## BEGIN DATA PROVIDED
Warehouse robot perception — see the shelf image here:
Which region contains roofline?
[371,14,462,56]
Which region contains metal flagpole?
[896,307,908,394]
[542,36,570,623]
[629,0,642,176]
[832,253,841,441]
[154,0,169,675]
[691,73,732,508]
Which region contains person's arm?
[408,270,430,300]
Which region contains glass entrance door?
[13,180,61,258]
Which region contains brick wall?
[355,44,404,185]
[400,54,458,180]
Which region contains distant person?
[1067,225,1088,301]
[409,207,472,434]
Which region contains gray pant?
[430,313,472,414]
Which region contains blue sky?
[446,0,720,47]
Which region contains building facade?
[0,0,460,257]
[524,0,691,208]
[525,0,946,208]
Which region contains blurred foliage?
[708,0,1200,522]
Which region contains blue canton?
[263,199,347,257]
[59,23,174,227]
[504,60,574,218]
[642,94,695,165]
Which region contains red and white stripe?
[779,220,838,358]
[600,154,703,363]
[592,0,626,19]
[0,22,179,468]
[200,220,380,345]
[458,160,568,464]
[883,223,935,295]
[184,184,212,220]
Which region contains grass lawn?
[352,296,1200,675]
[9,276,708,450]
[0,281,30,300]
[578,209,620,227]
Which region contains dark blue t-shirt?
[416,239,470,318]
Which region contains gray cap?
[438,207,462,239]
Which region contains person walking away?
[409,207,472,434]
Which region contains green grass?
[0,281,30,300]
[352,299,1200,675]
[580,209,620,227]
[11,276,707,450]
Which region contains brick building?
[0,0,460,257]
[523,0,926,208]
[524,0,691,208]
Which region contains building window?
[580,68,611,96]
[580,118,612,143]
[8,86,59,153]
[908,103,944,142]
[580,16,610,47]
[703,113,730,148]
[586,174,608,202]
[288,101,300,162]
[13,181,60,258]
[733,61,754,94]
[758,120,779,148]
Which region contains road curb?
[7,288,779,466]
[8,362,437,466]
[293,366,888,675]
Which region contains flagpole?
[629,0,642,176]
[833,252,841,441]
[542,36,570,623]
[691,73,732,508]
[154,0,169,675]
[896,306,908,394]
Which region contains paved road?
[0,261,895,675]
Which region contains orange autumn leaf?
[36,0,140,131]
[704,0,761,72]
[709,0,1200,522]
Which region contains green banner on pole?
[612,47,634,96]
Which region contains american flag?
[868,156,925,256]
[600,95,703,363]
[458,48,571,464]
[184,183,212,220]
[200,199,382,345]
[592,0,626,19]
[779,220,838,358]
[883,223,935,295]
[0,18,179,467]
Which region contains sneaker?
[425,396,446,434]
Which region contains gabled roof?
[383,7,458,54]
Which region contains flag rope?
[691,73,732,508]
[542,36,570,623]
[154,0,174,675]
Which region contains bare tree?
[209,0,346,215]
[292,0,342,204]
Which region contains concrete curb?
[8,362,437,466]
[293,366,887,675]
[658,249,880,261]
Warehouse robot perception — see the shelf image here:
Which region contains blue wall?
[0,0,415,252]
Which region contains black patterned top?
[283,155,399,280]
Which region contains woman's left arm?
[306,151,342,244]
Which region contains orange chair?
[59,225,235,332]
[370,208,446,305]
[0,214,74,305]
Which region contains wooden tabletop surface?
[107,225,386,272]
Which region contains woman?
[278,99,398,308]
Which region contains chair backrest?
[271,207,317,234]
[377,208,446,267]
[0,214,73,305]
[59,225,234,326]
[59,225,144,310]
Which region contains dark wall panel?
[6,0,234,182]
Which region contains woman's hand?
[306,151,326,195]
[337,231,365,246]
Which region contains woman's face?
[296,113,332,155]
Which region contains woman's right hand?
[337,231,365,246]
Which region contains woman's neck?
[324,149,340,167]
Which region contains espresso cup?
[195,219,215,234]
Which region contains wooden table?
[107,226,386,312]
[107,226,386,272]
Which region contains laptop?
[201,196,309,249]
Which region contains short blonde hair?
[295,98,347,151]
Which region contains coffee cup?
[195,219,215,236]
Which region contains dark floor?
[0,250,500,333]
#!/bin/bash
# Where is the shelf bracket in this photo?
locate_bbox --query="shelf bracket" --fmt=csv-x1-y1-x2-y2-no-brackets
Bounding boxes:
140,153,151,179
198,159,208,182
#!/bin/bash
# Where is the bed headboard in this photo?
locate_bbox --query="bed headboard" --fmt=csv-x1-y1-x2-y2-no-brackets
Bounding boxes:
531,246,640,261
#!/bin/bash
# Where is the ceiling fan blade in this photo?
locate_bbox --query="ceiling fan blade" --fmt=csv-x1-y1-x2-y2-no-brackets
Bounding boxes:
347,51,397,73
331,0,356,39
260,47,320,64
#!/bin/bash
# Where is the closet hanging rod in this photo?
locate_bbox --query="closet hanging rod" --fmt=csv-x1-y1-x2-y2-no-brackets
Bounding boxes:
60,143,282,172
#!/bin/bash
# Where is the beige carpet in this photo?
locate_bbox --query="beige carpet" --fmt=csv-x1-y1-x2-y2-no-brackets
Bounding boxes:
## END DATA PROVIDED
### [PROBLEM STATEMENT]
Reproduce all the rows above, changing every "region" to "area" and keeping everything else the same.

### [RESULT]
Warehouse robot perception — see the shelf image here:
Which area contains roofline?
[371,14,462,56]
Which area contains metal flagpole?
[896,307,908,394]
[542,36,570,623]
[629,0,642,176]
[832,253,841,441]
[154,0,169,675]
[691,73,732,508]
Which area contains person's arm?
[408,270,430,300]
Which area contains glass entrance door?
[13,180,61,258]
Which area contains brick wall?
[355,44,404,185]
[400,54,458,180]
Which area contains distant person?
[1067,225,1088,301]
[409,207,472,434]
Which area contains gray pant?
[430,313,472,414]
Which area contains blue sky?
[446,0,720,47]
Which area contains building facade?
[0,0,460,257]
[524,0,691,208]
[525,0,946,208]
Which area contains blurred foliage?
[708,0,1200,522]
Which area contains blue canton?
[263,199,347,257]
[59,23,174,227]
[504,60,574,218]
[642,94,695,165]
Which area contains red and white stripe?
[779,220,838,358]
[600,154,703,363]
[592,0,626,19]
[0,22,179,468]
[200,220,380,345]
[458,160,568,464]
[883,223,935,295]
[184,184,212,220]
Which area contains grass lawn?
[352,296,1200,675]
[9,276,708,450]
[0,281,30,300]
[578,209,620,227]
Which area contains dark blue t-shirt?
[416,239,470,318]
Which area contains gray cap?
[438,207,462,239]
Which area contains person walking away?
[409,207,472,434]
Which area contains green grass?
[0,281,30,300]
[352,299,1200,675]
[580,209,620,227]
[11,276,707,450]
Which area contains brick building?
[0,0,460,257]
[523,0,926,208]
[524,0,691,208]
Which area contains building window?
[580,68,611,96]
[580,118,612,143]
[8,86,59,153]
[908,103,944,142]
[580,16,610,47]
[703,113,730,148]
[586,174,608,202]
[288,101,300,162]
[13,181,60,258]
[733,61,754,94]
[758,120,779,148]
Which area contains road curb?
[7,288,779,466]
[8,362,437,466]
[293,366,888,675]
Which area contains flagpole?
[629,0,642,176]
[833,252,841,441]
[542,36,570,623]
[691,73,732,508]
[154,0,169,675]
[896,306,908,394]
Which area contains paved road?
[0,261,895,675]
Which area contains orange autumn leaf?
[36,0,140,131]
[704,0,761,72]
[709,0,1200,522]
Which area contains green banner on pole?
[612,47,634,96]
Which area contains american flag?
[868,156,925,256]
[600,95,703,363]
[458,48,571,464]
[184,183,212,220]
[200,199,382,345]
[592,0,626,19]
[779,220,838,358]
[883,223,935,295]
[0,18,179,467]
Which area contains sneaker?
[425,396,446,434]
Which area contains gabled roof?
[383,7,458,54]
Which area contains flag rope?
[691,73,732,508]
[542,36,570,623]
[154,0,174,675]
Which area contains bare tree?
[209,0,346,215]
[292,0,342,204]
Which area contains concrete curb?
[8,362,437,466]
[293,366,887,675]
[658,249,880,261]
Warehouse robot perception — see the shelf image here:
Which area contains blue wall?
[0,0,415,252]
Which area contains black patterned top?
[283,155,399,280]
Which area contains woman's left arm?
[306,151,342,244]
Which area contains orange chair?
[59,225,235,332]
[370,208,446,305]
[0,214,74,305]
Which area contains wooden tabletop surface?
[107,225,386,272]
Which area contains woman?
[278,99,398,308]
Which area contains chair backrest?
[271,207,317,234]
[377,208,446,267]
[0,214,73,305]
[59,225,234,326]
[59,225,144,310]
Which area contains dark wall panel?
[6,0,234,182]
Which area contains woman's hand?
[306,151,326,195]
[337,231,365,246]
Which area contains woman's face?
[296,113,332,155]
Which area contains woman's right hand?
[337,231,365,246]
Which area contains woman's neck?
[324,149,340,167]
Which area contains espresso cup?
[195,219,215,234]
Which area contains wooden table?
[107,226,386,312]
[107,226,386,272]
Which area contains laptop?
[201,196,309,249]
Which area contains short blonde hair?
[295,98,347,151]
Which area contains coffee cup?
[195,219,215,236]
Which area contains dark floor?
[0,250,500,333]
#!/bin/bash
# Where is the shelf bracket in this photo?
locate_bbox --query="shelf bracket" --fmt=csv-x1-y1-x2-y2-no-brackets
Bounding boxes:
140,153,151,179
198,159,208,182
#!/bin/bash
# Where is the bed headboard in this photo?
locate_bbox --query="bed headboard" --fmt=csv-x1-y1-x2-y2-no-brackets
Bounding boxes:
531,246,640,261
#!/bin/bash
# Where is the ceiling fan blade in this photo?
locate_bbox --query="ceiling fan blade" --fmt=csv-x1-y1-x2-y2-no-brackets
Bounding boxes:
347,51,397,73
331,0,356,39
260,47,320,64
#!/bin/bash
# Where is the closet hanging rod in this photo?
locate_bbox --query="closet hanging rod" --fmt=csv-x1-y1-x2-y2-no-brackets
Bounding boxes:
60,143,282,172
#!/bin/bash
# Where is the beige carpet in this photo?
locate_bbox --query="beige carpet" --fmt=csv-x1-y1-x2-y2-no-brackets
Bounding boxes:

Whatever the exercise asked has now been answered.